## Text shown
\documentclass[fleqn]{article}

\usepackage{haldefs}
\usepackage{notes}
\usepackage{url}

\begin{document}
\lecture{Machine Learning}{HW04: Generative/Discriminative}{CS5350, Fall 2009}

% IF YOU ARE USING THIS .TEX FILE AS A TEMPLATE, PLEASE REPLACE
% "CS5350, Fall 2009" WITH YOUR NAME AND UID.

Hand in at: \url{http://www.cs.utah.edu/~hal/handin.pl?course=cs5350}.
Remember that only PDF submissions are accepted.  We encourage using
\LaTeX\ to produce your writeups.  See \verb+hw01.tex+ for an example
of how to do so.  You can make a \verb+.pdf+ out of the \verb+.tex+ by
running ``\verb+pdflatex hw04.tex+''.

\section{PRML Exercises}

\bee
\i *4.9
\i *4.10
\i  4.11 (6350 only)

## Prompt A
Which command does the LaTeX homework source give for making a .pdf from the .tex file?
## Prompt B
Continue the LaTeX homework source from the point where it stops.

## Excerpted records
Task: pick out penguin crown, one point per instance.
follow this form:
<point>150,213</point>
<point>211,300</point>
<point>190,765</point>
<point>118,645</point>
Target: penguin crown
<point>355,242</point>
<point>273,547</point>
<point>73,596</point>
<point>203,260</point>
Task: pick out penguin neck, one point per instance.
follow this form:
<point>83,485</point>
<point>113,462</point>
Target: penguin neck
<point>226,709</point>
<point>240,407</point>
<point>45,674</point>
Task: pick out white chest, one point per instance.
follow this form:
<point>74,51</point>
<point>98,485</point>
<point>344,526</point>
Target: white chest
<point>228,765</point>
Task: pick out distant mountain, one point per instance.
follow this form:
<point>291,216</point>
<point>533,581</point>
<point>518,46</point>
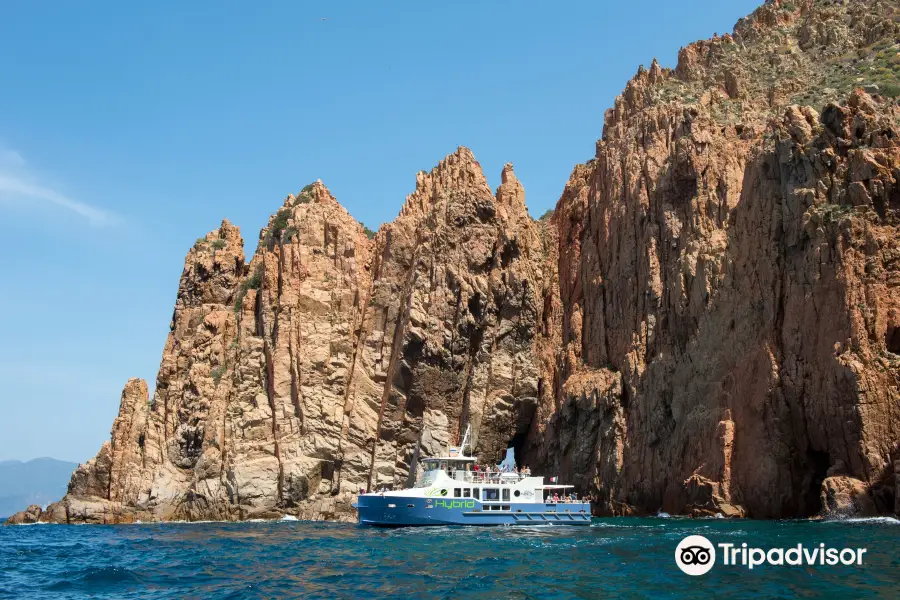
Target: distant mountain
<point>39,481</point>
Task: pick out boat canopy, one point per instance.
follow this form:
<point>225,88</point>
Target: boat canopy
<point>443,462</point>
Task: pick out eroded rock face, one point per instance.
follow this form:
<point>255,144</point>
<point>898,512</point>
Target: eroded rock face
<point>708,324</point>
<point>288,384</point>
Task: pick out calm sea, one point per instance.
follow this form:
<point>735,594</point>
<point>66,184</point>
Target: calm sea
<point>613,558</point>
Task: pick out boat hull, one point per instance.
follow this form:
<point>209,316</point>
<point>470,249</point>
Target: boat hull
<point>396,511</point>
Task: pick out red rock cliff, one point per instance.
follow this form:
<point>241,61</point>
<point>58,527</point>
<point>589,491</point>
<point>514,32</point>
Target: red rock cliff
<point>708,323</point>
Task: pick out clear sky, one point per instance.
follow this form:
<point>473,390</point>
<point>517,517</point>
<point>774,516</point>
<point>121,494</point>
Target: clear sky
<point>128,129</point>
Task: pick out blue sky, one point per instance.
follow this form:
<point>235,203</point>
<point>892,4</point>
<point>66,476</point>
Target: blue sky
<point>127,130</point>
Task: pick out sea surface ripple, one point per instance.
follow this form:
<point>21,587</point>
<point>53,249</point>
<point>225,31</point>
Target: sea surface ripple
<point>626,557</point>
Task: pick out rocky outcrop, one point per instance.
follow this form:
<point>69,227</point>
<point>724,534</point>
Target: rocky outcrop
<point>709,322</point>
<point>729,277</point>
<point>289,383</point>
==
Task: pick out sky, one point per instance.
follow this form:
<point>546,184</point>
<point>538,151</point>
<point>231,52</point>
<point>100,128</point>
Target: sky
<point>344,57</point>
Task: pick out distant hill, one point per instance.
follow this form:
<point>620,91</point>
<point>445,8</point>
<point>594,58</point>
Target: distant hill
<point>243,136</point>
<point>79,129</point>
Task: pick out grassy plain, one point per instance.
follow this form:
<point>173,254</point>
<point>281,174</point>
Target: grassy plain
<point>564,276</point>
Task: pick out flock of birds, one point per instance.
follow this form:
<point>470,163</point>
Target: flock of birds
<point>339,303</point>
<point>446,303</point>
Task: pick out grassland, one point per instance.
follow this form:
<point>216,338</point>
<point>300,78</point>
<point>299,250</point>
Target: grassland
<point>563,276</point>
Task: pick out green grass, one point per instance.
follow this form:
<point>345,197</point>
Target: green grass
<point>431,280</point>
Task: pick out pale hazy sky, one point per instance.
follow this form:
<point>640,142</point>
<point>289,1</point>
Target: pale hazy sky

## Exercise output A
It gives "pdflatex hw04.tex".

## Exercise output B
\ene

\section{Additional Exercises}

\bee 

\i * Suppose that we train a linear classifier (eg., logistic
regression or hinge regression) with an $\ell_2$ regularizer on the
weights.  That is, we minimize $\sum_n \log(1 + \exp[-y_n \vec w\T\vec
x_n]) + \frac \la 2 \norm{\vec w}^2$.  (I've left off the bias because
it's irrelevant for this question.)  I end up with some optimal weight
vector which I'll call $\hat {\vec w}$.  Now, suppose that I change
all of my inputs by \emph{duplicating} the first feature.  That is, if
I used to have $100$ features, I now have $101$ features where feature
$1$ and feature $2$ are \emph{identical}.  Now, I relearn weights and
compute an optimal set $\hat {\vec w}'$.  How do $\hat {\vec w}$ and
$\hat {\vec w}'$ relate?  In particular, how does $\hat w_1$ relate to
$\hat w_1'$ and $\hat w_2'$?  What does this tell us about using
feature magnitudes as a measure of feature relevance?

\i (6350 only) What happens to the above question if I use an $\ell_1$
regularizer instead of an $\ell_2$ regularizer?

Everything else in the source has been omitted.